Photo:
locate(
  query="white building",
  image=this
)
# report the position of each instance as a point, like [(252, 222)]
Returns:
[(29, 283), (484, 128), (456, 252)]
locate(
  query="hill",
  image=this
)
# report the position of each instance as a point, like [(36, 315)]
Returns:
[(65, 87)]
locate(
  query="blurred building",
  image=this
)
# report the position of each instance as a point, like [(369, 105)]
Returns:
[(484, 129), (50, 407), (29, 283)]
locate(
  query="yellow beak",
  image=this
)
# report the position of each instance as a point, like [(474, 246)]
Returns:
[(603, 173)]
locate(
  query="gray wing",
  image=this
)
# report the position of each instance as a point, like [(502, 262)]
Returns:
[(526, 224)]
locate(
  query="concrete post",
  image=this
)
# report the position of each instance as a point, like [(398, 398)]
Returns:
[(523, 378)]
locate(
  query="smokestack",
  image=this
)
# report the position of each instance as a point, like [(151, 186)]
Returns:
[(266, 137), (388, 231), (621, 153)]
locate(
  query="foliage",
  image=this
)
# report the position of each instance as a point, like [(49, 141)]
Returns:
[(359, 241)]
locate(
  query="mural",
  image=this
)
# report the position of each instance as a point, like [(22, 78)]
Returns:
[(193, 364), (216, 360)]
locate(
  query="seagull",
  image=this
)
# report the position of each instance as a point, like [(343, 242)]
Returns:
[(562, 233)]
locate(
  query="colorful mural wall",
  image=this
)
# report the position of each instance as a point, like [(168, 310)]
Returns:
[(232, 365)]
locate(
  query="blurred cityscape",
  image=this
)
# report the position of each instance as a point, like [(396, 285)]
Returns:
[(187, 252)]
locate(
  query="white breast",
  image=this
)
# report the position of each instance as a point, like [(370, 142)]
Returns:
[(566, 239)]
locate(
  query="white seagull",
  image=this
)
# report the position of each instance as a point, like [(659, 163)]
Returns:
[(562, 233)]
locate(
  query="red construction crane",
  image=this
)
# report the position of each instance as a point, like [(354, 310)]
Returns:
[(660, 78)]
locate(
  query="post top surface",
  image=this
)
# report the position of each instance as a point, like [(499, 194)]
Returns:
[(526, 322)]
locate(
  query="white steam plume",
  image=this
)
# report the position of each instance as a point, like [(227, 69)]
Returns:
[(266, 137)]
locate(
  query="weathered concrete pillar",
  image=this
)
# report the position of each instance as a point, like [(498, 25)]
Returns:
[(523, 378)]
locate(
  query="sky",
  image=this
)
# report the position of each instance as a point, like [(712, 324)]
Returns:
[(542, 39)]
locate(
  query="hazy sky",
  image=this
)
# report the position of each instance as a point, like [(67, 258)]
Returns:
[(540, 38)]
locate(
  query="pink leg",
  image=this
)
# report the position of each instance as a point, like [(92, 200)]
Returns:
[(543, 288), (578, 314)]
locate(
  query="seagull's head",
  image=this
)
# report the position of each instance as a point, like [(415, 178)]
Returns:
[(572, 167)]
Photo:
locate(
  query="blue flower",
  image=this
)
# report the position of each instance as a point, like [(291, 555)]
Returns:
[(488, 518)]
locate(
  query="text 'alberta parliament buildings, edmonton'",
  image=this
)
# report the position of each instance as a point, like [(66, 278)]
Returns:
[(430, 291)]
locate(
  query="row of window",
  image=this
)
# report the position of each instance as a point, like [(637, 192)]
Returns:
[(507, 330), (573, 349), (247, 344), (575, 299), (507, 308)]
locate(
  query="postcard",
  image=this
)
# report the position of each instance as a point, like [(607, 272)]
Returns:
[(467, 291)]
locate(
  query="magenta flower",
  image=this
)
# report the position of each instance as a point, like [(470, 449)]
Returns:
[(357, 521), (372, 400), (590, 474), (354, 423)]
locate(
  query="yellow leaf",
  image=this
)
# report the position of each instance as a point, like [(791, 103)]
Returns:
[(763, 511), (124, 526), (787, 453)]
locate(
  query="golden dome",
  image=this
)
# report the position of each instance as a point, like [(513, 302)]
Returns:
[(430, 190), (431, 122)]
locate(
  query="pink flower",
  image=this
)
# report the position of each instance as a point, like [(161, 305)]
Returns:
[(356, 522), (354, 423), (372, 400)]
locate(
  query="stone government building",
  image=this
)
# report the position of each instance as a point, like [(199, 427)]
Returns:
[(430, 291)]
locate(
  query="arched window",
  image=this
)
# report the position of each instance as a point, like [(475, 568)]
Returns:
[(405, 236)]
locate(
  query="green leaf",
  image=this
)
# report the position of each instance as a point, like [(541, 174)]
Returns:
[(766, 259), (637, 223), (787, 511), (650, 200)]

**WORK INSTRUCTION**
Give every line of the material again, exactly as it reads.

**SOLUTION FOR THIS PROBLEM**
Photo:
locate(
  query="white building",
  image=this
)
# report the position of each instance as a point, like [(252, 222)]
Returns:
[(29, 283), (484, 128), (456, 252)]
locate(
  query="hill",
  image=this
)
# report the position of each instance as a point, like [(36, 315)]
Returns:
[(65, 87)]
locate(
  query="blurred building",
  image=this
)
# report the position of each instance as a point, like [(369, 105)]
Returns:
[(484, 129), (50, 407), (29, 283)]
locate(
  query="yellow beak",
  image=this
)
# report the position of each instance as a point, like [(474, 246)]
Returns:
[(603, 173)]
locate(
  query="gray wing",
  image=this
)
# report the position of each instance as a point, like [(502, 262)]
Returns:
[(526, 224)]
locate(
  query="concrete post",
  image=this
)
# report the position of each instance as a point, like [(398, 398)]
Returns:
[(523, 378)]
locate(
  query="smokestack",
  image=this
)
# report the position of each instance as a point, like [(151, 186)]
Returns:
[(266, 137), (388, 231), (621, 153)]
locate(
  query="foliage",
  image=this
)
# report the position of each instance as a point, like [(49, 141)]
Returns:
[(359, 241)]
locate(
  query="mural",
  image=this
)
# report the position of each instance as a point, like [(22, 78)]
Returns:
[(193, 364), (216, 360)]
locate(
  query="seagull",
  image=this
)
# report the position of each instance as a point, like [(343, 242)]
Returns:
[(562, 233)]
locate(
  query="colorful mural wall",
  image=this
)
# report the position of each instance as a point, like [(168, 310)]
Returns:
[(232, 365)]
locate(
  query="blurred cityscape",
  image=this
)
# report the position of each instance as a point, like [(396, 285)]
Returns:
[(187, 252)]
locate(
  query="white breast",
  image=this
)
# report the position of each instance as a point, like [(370, 142)]
Returns:
[(566, 239)]
locate(
  query="white seagull",
  image=this
)
# report the position of each instance as a point, like [(659, 163)]
Returns:
[(562, 233)]
locate(
  query="red construction crane",
  image=this
)
# report the position of each instance as a point, like [(354, 310)]
Returns:
[(660, 78)]
locate(
  query="post top surface",
  image=this
)
# report the position of each instance as a point, like [(499, 194)]
Returns:
[(526, 322)]
locate(
  query="white steam plume",
  image=this
)
# report the position of each instance as a point, like [(227, 69)]
Returns:
[(266, 137)]
locate(
  query="weathered concrete pillar",
  image=this
)
# report the position of each instance as a point, like [(498, 25)]
Returns:
[(523, 378)]
locate(
  query="sky",
  image=this
)
# report the position of each instance as a point, like [(712, 324)]
Returns:
[(542, 39)]
locate(
  query="hazy sky",
  image=this
)
# report the position of each instance as a point, like [(67, 258)]
Returns:
[(540, 38)]
locate(
  query="pink leg",
  image=this
)
# report the position of each instance as a point, like [(92, 200)]
Returns:
[(543, 288), (578, 314)]
locate(
  query="seagull's head",
  image=this
)
# report the position of each instance as a point, like [(415, 178)]
Returns:
[(572, 167)]
Photo:
locate(
  query="blue flower",
  image=this
)
# report the position of each instance as a point, like [(291, 555)]
Returns:
[(488, 518)]
locate(
  query="text 'alberta parliament buildings, edmonton'",
  image=this
)
# report the position of each instance as a point, like [(66, 278)]
Returns:
[(430, 291)]
locate(
  query="row of window",
  image=this
)
# report the position of each instance as a point, like [(637, 192)]
Returns:
[(507, 330), (573, 349), (247, 344), (575, 299), (507, 308)]
locate(
  query="postcard",
  image=this
)
# report the position of each instance as a point, like [(607, 272)]
Returns:
[(467, 291)]
locate(
  query="magenta flower",
  image=this
)
# report the position of each instance as a point, like [(470, 449)]
Returns:
[(357, 521), (372, 400), (590, 474), (354, 423)]
locate(
  query="yellow leaf",
  image=this
)
# report the position of each instance as a point, like [(791, 103)]
Returns:
[(763, 511), (124, 526), (787, 453)]
locate(
  query="golden dome",
  image=this
)
# report the position of each instance as a point, like [(513, 302)]
Returns:
[(430, 190), (431, 122)]
locate(
  query="pink flower",
  image=this
)
# report the position of each instance as a point, like [(161, 305)]
Returns:
[(356, 522), (354, 423), (372, 400)]
locate(
  query="stone government building",
  image=this
)
# report the position of each instance as a point, like [(199, 427)]
Returns:
[(430, 291)]
locate(
  query="arched window",
  image=this
)
# report the position of each instance as a point, like [(475, 568)]
Returns:
[(405, 236)]
locate(
  query="green leaf",
  image=this
)
# report the position of each instance as a point, like [(541, 174)]
Returns:
[(766, 259), (637, 223), (787, 511), (650, 200)]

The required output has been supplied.